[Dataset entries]
===
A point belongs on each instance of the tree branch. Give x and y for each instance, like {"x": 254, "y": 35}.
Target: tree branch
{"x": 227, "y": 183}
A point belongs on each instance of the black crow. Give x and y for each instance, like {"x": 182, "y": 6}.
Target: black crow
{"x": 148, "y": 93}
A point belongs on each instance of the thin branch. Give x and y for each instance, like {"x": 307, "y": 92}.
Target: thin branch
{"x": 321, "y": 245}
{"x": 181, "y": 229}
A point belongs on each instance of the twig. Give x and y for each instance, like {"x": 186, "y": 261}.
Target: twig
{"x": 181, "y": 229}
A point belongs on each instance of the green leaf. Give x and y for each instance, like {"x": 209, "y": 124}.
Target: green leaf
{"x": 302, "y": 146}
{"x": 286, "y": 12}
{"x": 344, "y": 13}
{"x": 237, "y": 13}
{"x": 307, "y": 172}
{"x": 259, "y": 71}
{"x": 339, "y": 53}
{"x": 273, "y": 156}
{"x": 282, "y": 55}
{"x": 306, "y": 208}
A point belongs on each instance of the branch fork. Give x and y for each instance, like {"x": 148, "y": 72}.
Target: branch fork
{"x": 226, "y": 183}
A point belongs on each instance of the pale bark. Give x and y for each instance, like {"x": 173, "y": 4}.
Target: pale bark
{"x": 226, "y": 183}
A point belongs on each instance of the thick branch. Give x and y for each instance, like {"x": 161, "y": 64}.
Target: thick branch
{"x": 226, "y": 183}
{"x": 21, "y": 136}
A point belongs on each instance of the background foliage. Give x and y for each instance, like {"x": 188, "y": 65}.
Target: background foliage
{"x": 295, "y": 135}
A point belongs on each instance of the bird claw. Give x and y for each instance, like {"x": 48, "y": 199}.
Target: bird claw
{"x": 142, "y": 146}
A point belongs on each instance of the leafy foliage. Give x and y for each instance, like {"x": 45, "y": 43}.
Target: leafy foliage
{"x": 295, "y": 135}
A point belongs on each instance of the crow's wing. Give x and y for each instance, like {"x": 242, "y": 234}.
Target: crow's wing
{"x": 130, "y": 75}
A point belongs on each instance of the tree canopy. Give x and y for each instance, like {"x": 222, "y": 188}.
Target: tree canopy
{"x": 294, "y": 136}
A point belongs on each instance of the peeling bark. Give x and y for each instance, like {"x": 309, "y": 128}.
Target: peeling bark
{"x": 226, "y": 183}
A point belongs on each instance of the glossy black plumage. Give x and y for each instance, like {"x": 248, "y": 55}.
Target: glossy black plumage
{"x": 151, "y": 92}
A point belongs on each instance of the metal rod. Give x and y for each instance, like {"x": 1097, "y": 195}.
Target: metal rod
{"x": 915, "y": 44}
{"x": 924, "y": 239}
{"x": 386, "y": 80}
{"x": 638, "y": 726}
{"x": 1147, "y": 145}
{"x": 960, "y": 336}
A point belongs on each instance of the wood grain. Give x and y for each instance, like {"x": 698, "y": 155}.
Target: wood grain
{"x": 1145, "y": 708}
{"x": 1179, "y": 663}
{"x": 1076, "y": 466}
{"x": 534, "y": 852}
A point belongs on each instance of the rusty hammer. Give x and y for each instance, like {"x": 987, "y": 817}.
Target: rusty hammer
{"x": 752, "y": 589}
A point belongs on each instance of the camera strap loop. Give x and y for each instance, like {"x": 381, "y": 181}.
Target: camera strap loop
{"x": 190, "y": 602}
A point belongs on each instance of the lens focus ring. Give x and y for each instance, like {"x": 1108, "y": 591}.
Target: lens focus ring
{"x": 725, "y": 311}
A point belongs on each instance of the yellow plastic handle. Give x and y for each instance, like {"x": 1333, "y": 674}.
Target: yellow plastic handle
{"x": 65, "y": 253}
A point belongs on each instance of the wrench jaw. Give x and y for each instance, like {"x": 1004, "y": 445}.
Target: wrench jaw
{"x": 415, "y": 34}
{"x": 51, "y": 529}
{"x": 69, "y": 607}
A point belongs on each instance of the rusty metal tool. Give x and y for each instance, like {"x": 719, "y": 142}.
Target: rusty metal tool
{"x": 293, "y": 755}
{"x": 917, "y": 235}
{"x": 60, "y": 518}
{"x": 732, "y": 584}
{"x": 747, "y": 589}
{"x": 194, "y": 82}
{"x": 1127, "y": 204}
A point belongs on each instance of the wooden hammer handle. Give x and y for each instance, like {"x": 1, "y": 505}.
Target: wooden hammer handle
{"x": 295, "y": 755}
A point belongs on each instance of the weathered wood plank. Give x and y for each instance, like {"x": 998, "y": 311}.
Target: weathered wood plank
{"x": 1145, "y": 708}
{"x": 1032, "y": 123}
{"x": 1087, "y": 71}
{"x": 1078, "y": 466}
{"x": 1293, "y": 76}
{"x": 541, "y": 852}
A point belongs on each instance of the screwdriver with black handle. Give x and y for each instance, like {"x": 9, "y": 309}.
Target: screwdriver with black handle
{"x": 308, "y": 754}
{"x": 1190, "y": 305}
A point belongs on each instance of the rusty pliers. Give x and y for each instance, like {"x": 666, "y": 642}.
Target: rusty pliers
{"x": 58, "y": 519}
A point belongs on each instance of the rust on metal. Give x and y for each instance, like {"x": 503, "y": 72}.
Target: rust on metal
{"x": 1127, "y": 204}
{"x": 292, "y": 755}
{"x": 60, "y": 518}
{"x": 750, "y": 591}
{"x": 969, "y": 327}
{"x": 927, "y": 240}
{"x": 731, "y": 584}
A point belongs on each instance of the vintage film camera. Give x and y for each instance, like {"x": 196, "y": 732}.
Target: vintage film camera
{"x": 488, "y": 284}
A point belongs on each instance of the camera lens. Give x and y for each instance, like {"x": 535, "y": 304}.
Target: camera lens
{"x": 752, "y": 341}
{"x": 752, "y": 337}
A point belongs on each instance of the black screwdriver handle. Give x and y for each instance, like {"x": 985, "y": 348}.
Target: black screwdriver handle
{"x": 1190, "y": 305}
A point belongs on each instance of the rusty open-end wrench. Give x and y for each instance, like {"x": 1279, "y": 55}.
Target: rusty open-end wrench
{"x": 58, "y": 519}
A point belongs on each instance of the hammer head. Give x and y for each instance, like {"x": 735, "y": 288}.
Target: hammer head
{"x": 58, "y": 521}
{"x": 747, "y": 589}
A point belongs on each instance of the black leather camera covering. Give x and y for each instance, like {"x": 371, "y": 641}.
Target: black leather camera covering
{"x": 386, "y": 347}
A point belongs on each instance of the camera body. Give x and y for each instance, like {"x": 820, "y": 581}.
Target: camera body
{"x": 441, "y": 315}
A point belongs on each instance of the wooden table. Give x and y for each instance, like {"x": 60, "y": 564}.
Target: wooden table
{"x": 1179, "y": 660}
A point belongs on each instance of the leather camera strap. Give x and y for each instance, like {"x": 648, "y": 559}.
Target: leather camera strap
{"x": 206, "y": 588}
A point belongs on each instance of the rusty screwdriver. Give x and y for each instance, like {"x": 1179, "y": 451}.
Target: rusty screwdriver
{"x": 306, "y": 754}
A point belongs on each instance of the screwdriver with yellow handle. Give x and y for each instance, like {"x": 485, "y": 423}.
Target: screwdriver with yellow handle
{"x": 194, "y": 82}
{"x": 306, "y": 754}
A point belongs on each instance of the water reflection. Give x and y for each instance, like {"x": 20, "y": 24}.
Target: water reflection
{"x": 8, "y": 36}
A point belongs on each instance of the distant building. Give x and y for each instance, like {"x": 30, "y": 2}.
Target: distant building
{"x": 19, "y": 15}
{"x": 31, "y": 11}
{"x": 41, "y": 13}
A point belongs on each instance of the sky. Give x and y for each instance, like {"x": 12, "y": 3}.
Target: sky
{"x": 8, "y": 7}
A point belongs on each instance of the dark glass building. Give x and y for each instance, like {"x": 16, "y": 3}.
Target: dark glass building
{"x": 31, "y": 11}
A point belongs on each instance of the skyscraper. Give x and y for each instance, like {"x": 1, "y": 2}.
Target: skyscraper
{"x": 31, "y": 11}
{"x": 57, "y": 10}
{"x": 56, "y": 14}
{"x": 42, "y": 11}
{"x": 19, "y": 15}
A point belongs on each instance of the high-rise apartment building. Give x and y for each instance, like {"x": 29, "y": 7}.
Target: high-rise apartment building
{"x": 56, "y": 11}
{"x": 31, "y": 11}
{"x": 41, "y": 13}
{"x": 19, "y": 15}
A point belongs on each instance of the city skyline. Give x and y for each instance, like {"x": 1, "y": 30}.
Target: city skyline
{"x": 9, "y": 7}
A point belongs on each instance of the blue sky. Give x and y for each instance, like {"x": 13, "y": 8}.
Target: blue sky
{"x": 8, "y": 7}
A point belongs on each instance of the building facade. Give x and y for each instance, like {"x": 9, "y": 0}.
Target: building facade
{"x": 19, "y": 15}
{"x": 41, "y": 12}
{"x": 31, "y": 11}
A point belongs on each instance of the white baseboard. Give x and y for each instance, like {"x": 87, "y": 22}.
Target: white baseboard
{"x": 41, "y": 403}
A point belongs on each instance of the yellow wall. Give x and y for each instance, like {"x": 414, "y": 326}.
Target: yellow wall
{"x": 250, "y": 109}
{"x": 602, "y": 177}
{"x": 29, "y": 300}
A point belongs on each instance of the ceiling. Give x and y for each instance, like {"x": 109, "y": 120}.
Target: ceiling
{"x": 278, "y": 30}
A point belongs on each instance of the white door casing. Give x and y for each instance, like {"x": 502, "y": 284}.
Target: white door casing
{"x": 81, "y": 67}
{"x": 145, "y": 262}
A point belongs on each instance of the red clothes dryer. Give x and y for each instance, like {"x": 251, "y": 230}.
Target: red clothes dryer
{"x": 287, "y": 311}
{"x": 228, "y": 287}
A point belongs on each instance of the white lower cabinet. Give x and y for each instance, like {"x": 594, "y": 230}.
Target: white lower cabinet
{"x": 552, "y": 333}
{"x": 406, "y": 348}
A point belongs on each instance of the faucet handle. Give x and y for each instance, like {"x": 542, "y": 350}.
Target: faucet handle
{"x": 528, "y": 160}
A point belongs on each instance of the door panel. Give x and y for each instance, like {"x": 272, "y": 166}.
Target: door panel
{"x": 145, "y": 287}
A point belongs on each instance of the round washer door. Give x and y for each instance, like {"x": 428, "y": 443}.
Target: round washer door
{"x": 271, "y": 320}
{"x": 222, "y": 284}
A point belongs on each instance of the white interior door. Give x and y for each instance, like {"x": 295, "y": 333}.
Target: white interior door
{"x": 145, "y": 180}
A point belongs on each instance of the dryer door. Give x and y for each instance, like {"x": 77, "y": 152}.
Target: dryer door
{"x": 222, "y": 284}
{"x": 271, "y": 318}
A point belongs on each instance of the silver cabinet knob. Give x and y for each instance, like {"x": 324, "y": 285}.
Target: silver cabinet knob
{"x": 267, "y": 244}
===
_Your goal_:
Look above for the line that contains "A point belongs on each instance of the pale". Starting there, transcribe every line exactly until you have copied the line that contains "A point belongs on each instance of the thick".

_Reply_:
A point belongs on each instance of the pale bark. Give x and y for each instance, like {"x": 173, "y": 4}.
Target: pale bark
{"x": 226, "y": 183}
A point belongs on each instance of the thick branch. Give x and y for each instance, like {"x": 161, "y": 64}.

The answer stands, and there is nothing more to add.